Objective: Format as a JSON list of strings the lines from the one containing "Point to the monument" through the end of the data, with one string per line and blank lines omitted.

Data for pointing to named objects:
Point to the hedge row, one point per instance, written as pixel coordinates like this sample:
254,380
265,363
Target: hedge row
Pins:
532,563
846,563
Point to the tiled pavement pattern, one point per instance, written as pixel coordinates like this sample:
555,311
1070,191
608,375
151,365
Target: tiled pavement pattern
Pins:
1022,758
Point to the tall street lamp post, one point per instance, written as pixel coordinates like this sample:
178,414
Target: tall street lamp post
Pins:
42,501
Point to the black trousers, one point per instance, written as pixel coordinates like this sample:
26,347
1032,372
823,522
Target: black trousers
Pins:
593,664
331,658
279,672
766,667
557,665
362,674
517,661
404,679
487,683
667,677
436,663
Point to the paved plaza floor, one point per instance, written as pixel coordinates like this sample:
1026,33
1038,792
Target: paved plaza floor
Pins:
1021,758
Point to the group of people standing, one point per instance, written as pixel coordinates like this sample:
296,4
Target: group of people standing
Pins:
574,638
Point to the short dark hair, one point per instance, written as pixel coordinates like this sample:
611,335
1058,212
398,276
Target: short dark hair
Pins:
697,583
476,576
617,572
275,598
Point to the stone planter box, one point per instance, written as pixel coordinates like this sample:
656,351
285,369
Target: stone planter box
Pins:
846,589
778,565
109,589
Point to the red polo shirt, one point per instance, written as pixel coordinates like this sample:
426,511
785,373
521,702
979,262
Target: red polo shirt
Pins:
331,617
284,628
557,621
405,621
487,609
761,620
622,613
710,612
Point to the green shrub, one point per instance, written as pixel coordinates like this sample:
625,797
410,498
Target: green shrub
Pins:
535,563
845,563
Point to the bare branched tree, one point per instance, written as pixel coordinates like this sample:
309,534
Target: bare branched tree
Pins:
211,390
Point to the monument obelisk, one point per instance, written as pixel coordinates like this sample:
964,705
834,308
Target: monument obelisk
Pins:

Solution to this problem:
[
  "Point to the monument obelisk, one point per instance, written as pixel coordinates like this sample:",
  "964,705",
  "834,308",
  "Target: monument obelisk",
  "Pins:"
]